**Material for the task**
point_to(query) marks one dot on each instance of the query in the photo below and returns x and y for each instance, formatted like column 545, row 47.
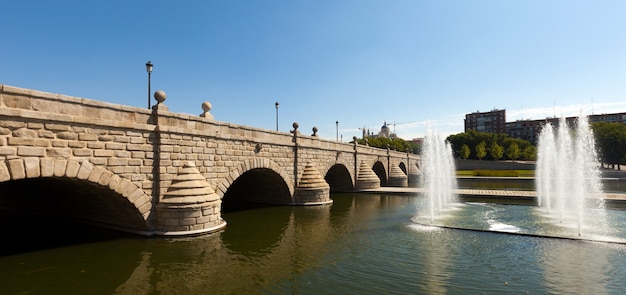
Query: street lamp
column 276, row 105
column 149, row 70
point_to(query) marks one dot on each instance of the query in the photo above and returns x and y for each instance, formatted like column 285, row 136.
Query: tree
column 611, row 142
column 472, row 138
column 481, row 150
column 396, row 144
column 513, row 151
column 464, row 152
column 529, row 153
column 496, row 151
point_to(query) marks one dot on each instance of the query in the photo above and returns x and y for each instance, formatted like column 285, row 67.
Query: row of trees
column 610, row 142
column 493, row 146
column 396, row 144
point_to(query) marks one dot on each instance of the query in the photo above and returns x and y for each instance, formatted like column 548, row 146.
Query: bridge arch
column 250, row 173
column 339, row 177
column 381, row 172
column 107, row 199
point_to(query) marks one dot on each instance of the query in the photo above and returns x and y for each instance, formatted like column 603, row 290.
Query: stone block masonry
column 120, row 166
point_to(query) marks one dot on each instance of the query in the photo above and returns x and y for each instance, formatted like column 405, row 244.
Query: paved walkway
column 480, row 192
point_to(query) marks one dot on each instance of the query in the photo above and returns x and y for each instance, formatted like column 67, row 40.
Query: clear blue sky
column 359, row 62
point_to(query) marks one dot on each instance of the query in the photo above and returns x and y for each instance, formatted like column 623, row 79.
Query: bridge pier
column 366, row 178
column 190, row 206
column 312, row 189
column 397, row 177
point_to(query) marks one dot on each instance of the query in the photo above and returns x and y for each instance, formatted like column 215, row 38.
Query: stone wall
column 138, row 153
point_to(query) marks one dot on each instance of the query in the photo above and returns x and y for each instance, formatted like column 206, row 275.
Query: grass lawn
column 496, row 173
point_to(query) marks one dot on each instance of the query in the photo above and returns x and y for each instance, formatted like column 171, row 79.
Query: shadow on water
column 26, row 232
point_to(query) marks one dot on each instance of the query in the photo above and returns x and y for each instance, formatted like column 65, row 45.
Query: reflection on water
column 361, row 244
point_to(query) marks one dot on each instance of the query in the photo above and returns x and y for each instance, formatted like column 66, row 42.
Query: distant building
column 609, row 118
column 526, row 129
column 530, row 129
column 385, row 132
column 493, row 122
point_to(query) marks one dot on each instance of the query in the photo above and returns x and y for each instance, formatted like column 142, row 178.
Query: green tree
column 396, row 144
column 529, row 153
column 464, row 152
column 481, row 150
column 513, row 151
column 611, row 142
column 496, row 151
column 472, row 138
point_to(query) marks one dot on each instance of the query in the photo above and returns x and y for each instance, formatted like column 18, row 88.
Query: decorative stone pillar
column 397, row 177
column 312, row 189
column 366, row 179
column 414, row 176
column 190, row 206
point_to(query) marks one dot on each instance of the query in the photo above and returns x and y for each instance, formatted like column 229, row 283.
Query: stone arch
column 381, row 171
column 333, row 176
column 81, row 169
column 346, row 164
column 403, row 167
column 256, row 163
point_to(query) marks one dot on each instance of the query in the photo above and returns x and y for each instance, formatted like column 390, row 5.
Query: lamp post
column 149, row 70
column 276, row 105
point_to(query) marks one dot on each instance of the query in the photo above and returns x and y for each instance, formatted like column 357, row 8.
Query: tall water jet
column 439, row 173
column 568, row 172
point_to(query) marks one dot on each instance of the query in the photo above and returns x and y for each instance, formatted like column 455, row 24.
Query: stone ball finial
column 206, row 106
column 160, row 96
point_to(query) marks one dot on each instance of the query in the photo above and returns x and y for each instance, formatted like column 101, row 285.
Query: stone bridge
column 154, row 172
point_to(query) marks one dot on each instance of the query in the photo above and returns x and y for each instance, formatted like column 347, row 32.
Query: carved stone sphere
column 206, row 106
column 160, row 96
--
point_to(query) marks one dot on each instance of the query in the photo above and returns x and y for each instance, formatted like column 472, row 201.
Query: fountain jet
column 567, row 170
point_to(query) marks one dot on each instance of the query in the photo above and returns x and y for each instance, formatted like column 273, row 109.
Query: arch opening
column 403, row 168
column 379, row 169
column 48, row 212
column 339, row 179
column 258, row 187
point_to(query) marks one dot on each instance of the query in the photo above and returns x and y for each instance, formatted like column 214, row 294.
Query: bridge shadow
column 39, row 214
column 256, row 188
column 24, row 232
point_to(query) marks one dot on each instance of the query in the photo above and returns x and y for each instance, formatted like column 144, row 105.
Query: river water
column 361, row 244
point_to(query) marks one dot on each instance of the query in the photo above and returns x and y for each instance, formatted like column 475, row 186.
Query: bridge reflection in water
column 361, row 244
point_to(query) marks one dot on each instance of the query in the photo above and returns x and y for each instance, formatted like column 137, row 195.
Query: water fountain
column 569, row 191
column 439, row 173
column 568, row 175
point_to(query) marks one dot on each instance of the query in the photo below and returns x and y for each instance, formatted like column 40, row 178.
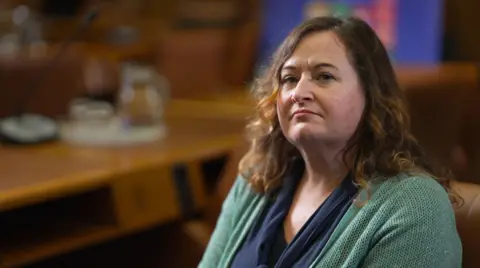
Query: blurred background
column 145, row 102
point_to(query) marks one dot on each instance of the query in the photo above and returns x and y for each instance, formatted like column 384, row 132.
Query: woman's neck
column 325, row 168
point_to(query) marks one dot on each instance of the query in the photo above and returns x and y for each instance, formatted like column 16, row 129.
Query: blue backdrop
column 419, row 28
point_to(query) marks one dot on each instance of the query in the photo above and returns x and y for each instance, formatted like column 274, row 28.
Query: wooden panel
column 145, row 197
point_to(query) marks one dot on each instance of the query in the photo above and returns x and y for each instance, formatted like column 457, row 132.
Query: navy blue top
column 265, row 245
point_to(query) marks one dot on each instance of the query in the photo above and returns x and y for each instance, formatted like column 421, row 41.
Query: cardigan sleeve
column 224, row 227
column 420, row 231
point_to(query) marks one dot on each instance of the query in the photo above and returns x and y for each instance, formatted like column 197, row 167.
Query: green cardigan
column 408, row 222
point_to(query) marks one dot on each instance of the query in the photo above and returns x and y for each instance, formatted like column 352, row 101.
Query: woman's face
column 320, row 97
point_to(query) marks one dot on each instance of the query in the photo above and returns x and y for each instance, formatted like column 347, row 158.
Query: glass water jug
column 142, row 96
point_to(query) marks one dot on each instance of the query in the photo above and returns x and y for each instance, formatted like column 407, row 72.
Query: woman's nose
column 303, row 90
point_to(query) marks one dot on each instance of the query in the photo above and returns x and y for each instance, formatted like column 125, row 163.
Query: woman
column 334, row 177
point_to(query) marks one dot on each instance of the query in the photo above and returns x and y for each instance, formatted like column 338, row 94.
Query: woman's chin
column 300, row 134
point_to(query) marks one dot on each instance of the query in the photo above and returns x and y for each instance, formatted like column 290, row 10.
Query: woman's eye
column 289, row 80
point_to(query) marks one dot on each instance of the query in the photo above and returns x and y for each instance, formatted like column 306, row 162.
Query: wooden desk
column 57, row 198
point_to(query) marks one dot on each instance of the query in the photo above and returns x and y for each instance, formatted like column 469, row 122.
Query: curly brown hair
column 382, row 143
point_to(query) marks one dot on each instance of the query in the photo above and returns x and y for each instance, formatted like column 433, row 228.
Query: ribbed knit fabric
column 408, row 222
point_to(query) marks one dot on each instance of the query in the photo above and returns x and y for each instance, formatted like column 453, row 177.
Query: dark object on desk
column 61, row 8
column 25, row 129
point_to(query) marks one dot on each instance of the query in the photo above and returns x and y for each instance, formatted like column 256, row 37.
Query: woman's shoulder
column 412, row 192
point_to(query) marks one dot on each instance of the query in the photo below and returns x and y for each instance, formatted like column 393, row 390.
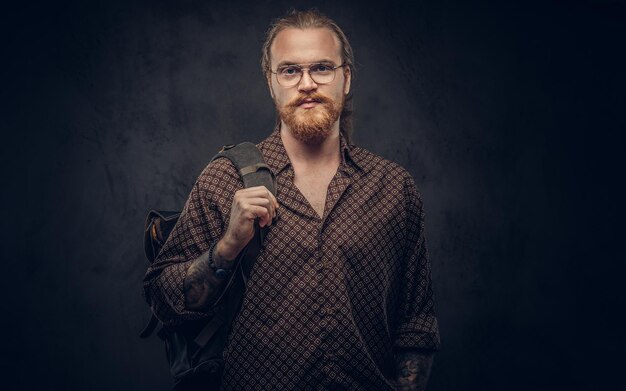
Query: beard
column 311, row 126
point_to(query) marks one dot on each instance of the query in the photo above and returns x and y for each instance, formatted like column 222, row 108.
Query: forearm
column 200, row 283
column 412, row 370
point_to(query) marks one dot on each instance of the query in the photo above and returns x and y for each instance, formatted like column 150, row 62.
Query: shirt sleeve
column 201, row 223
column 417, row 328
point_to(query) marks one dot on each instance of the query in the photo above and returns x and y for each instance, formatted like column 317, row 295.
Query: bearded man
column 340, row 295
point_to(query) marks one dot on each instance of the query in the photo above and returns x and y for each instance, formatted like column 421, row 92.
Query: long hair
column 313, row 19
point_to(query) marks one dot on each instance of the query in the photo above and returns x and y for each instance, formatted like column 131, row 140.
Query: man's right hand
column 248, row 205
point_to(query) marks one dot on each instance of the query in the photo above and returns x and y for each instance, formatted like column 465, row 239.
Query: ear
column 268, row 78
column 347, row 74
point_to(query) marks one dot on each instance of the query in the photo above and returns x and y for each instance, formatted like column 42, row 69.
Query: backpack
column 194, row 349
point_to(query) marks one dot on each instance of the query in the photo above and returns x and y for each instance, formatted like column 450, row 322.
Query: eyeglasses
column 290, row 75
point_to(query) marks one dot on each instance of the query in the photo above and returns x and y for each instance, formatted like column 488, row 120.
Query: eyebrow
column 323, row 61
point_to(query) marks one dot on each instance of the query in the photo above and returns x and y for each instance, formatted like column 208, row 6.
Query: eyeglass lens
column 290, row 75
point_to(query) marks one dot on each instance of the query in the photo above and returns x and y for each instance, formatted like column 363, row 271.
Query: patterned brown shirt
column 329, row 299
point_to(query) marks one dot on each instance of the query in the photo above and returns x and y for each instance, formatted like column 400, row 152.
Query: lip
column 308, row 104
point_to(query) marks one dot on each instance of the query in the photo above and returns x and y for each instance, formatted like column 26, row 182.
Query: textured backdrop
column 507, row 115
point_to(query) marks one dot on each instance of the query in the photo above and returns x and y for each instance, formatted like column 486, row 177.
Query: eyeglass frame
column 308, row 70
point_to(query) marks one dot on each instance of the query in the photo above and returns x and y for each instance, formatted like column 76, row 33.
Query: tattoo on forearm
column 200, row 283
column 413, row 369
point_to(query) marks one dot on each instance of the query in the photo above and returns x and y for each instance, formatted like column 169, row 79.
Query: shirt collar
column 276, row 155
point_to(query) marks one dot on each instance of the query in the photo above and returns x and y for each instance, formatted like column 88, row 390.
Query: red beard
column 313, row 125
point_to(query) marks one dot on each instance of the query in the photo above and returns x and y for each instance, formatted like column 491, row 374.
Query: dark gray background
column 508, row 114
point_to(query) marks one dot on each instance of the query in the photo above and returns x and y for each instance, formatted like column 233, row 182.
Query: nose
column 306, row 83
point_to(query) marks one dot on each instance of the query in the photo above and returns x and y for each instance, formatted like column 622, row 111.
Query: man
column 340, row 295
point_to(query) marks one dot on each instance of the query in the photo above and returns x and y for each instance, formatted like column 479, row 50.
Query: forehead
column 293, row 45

**Exercise brief**
Copy out the items above without any changes, starting at the line containing "214, row 294." and ending at the line containing "column 24, row 232", with both of those lines included.

**Task result**
point_to(query) marks one dot on each instance of the query in the photo above and returns x and y for each instance, formatted like column 214, row 294.
Query: bridge shadow
column 39, row 214
column 256, row 188
column 24, row 232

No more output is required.